Text section:
[START]
This node facilitates painting along the local XZ plane, making it ideal for walls and wall-like meshes (or effects). Some walls may be modeled along YZ (in which case you should use the Don Local Space YZ listed below).

Along with the regular RGBA information this node contains a special “XZ masked alpha” which is used to prevent artifacts from accumulating along the omitted axis (Y in this case). The XZ alpha mask is essential for things like painting graffiti on walls because it ensures that your graffiti paint does not accumulate along thickness of your wall.

R – The red channel of this paint texture

G – The green channel of this paint texture

B – The blue channel of this paint texture

A – The alpha channel of this paint texture. This tells you which parts of the mesh have been painted and which parts haven’t. Gotcha: Because the default paint brush is an Alpha Composite brush, your alpha is inverted! This means the white parts have not been painted while the black parts have. Remember this while blending your effects.

XZ Masked Alpha – Similar to the alpha channel, but additionally masks out any pixels that are orthogonal to our plane of interest. This is very important for preventing artifacts from building up along the thickness of your planar mesh.

RGBA – A float4 containing all the channels as a single output

 


Don Local Space YZ

This node facilitates painting along the local YZ plane, making it ideal for certain types of walls and wall-like meshes (or effects). Some walls may be modeled along XZ (in which case you should use the Don Local Space XZ node listed above).

Along with the regular RGBA information this node contains a special “YZ masked alpha” which is used to prevent artifacts from accumulating along the omitted axis (X in this case). The YZ alpha mask is essential for things like painting graffiti on walls because it ensures that your graffiti paint does not accumulate along thickness of your wall.

R – The red channel of this paint texture

G – The green channel of this paint texture

B – The blue channel of this paint texture

A – The alpha channel of this paint texture. This tells you which parts of the mesh have been painted and which parts haven’t. Gotcha: Because the default paint brush is an Alpha Composite brush, your alpha is inverted! This means the white parts have not been painted while the black parts have. Remember this while blending your effects.

YZ Masked Alpha – Similar to the alpha channel, but additionally masks out any pixels that are orthogonal to our plane of interest. This is very important for preventing artifacts from building up along the thickness of your planar mesh.

RGBA – A float4 containing all the channels as a single output


Mesh Space UVs


On this page:


Introduction

Mesh-Space UV nodes allow full 3D painting by using the UV map(s) of your mesh to project your paint strokes onto a texture. Depending your usecase you may require a lightmap UV on UV1 (see Preparing your mesh for painting) or you may be able to leverage the “fast-path” via Collision UV support along UV0 (static meshes only).

In addition to the base layer, additional nodes suffixed _Layer1 and _Layer2 are available for orchestrating multiple effects that are independent of each other.

Let’s take a look at the available nodes:


Don Mesh Paint UV1

As UV1 in the name indicates, this node requires a lightmap UV on your mesh’s UV1 channel. Seamless painting is supported by this node (for procedural brushes, not for decals). Typically, skeletal meshes will exclusively use this node while static meshes have the option of using Don Mesh Paint UV0 as an optimization (see below).
[END]
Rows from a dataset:
[START]
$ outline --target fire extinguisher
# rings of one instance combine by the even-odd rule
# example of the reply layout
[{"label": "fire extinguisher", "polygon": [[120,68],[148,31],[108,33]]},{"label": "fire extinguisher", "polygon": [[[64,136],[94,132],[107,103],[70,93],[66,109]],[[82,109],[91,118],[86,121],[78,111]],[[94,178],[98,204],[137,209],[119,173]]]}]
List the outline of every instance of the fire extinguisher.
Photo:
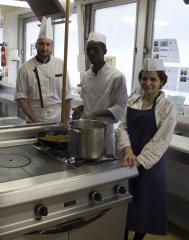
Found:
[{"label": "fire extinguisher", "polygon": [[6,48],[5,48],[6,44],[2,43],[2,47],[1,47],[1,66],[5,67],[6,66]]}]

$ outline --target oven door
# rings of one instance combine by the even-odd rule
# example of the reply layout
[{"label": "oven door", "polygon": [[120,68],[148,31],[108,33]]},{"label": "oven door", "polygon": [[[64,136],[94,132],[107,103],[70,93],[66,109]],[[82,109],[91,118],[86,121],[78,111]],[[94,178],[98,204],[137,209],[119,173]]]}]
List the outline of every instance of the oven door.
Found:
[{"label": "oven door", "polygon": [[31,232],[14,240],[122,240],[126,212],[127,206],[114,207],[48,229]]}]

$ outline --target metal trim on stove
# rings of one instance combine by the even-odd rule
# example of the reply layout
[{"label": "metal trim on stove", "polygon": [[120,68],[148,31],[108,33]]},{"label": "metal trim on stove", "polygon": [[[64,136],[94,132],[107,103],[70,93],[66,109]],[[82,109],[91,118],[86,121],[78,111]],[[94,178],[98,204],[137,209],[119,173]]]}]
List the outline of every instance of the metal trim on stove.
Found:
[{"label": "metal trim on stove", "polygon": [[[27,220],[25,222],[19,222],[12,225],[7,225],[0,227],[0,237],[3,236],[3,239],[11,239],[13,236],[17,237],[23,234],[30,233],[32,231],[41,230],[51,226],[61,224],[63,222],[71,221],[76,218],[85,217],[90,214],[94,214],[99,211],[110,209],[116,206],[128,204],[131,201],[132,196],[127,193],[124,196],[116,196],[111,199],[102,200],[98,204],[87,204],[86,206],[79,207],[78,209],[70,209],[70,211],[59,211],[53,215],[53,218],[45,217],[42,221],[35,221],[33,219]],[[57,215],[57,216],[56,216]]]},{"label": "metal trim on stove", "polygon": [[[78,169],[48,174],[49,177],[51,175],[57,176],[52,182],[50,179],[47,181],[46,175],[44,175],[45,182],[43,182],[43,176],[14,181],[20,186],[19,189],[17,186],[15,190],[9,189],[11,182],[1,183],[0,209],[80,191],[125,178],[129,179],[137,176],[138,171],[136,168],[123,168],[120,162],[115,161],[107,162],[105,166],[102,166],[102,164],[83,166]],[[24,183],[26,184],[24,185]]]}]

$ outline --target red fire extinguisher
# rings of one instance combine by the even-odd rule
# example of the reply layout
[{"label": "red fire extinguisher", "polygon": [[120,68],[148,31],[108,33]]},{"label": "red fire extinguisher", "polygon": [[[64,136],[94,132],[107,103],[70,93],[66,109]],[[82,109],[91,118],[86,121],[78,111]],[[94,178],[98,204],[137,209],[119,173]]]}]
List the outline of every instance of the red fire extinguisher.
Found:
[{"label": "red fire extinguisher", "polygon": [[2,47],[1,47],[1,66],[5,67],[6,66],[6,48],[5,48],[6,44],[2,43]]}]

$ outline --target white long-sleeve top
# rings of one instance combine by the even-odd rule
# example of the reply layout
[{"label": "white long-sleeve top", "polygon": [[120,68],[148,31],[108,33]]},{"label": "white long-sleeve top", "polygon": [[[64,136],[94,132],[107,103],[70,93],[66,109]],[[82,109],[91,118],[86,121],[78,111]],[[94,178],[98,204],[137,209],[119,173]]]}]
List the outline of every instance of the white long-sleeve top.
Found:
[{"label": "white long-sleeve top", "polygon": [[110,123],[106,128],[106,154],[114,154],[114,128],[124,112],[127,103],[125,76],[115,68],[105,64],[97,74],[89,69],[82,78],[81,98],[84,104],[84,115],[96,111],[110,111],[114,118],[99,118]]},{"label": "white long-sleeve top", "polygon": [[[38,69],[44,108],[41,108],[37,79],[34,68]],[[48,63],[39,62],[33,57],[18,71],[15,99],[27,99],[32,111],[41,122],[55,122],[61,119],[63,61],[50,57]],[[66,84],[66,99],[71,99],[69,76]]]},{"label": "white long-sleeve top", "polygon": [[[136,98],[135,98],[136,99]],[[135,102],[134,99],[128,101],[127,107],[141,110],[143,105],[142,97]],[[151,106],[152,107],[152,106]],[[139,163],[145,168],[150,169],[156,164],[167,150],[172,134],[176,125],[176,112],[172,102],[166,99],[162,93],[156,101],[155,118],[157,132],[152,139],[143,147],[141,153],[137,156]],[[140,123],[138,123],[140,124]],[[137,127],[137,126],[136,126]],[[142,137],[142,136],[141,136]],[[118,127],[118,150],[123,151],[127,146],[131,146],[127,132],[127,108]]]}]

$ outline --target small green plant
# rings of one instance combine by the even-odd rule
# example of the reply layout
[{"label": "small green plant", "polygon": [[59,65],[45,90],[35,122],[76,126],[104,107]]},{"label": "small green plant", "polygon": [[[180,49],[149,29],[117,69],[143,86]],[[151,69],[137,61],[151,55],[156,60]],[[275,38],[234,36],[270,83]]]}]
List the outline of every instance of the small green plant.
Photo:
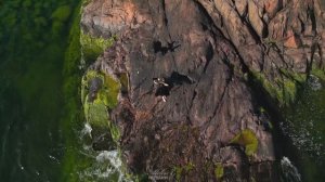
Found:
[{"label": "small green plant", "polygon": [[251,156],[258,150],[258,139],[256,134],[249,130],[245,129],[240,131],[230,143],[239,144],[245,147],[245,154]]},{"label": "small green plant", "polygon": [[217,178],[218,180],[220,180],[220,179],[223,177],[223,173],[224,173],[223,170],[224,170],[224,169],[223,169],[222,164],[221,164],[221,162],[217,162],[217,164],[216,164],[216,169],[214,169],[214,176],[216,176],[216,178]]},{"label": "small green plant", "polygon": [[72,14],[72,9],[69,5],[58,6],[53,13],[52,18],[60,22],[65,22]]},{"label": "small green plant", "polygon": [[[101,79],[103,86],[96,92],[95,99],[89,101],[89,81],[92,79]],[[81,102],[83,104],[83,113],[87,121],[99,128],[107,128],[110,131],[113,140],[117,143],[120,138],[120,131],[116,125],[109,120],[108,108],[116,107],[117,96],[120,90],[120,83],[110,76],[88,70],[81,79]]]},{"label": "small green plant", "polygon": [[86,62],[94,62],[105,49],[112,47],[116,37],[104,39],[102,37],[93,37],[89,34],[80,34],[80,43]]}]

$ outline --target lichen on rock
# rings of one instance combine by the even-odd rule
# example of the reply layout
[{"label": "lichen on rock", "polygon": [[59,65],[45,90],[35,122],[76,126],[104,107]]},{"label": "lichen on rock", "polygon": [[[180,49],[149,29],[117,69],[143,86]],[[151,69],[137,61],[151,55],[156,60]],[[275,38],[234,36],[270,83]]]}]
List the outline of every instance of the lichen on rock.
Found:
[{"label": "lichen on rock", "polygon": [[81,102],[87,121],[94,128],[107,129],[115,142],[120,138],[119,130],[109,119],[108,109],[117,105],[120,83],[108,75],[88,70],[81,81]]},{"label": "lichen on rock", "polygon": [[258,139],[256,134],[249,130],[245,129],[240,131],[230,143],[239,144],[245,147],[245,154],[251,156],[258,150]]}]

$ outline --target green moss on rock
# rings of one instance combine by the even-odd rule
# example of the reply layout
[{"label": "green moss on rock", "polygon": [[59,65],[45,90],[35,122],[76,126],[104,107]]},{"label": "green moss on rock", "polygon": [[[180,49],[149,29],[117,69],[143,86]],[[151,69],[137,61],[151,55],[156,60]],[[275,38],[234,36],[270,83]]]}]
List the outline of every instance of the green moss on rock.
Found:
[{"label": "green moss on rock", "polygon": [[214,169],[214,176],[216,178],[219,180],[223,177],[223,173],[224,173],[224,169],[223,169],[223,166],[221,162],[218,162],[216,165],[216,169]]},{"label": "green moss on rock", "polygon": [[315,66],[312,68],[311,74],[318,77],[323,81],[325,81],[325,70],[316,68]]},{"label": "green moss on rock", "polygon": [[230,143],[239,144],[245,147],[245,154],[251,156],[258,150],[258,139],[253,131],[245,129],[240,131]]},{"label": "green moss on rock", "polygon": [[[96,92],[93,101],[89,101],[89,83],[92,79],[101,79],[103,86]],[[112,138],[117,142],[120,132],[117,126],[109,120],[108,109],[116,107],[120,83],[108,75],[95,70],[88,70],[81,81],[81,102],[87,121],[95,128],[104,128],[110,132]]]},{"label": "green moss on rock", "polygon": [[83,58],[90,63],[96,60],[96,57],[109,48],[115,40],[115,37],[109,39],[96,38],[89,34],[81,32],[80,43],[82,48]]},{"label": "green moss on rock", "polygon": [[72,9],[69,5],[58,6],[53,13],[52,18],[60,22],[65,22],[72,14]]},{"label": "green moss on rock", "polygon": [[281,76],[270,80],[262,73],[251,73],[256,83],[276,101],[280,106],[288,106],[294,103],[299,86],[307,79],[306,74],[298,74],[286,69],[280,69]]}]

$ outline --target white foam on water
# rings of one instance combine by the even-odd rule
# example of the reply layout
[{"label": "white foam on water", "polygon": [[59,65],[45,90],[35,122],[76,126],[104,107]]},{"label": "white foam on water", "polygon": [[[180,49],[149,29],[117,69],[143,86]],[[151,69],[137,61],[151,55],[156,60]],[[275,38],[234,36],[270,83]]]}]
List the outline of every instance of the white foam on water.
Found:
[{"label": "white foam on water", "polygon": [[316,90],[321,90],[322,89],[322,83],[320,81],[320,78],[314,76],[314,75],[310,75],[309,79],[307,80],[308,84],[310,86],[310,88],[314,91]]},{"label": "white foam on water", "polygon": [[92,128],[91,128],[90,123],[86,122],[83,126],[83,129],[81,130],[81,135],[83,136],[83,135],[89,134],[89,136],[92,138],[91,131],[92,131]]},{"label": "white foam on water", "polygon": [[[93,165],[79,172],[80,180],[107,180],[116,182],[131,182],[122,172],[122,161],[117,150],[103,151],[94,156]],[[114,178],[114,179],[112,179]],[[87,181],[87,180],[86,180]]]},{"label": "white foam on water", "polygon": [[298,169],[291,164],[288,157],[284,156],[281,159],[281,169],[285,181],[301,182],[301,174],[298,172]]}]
[END]
Exercises to complete:
a – According to the painting nodes documentation, why is the alpha channel of the paint texture inverted?
b – List every output that the painting nodes documentation gives for the Don Local Space YZ node.
c – Pick up the painting nodes documentation after its final sentence and keep writing it.

Outputs:
a – Because the default paint brush is an Alpha Composite brush.

b – R, G, B, A, YZ Masked Alpha, RGBA

c –
The Layer1 and Layer2 variants of this node allow you to paint effects on separate layer channels that are fully independent of each other. Each layer will cost you a separate texture though.

R – The red channel of this paint texture

G – The green channel of this paint texture

B – The blue channel of this paint texture

A – The alpha channel of this paint texture. This tells you which parts of the mesh have been painted and which parts haven’t. Gotcha: Because the default paint brush is an Alpha Composite brush, your alpha is inverted! This means the white parts have not been painted while the black parts have. Remember this while blending your effects.

RGBA – A float4 containing all the channels as a single output

For information on packing multiple effects into R/G/B channels see the Packing RGB channel masks article.


Don Mesh Paint UV0

As indicated by UV0, this node uses the default UV channel of your mesh to drive painting. This node requires Collision UV support in your project to be enabled – i.e.  “Support UV From Hit Results” (under Project->Physics Settings) and also requires “Trace Complex” to be true (on your Linetrace/sweep).

While it does not support seamless painting or painting on skeletal meshes, it is a valuable part of your toolkit because the performance of this workflow is several times higher compared to a lightmap UV1 workflow, for meshes that need 3D paint projection. As always, for planar meshes or for effects that can be approximated along a plane, the world-space and local-space painting nodes should still be your first port of call.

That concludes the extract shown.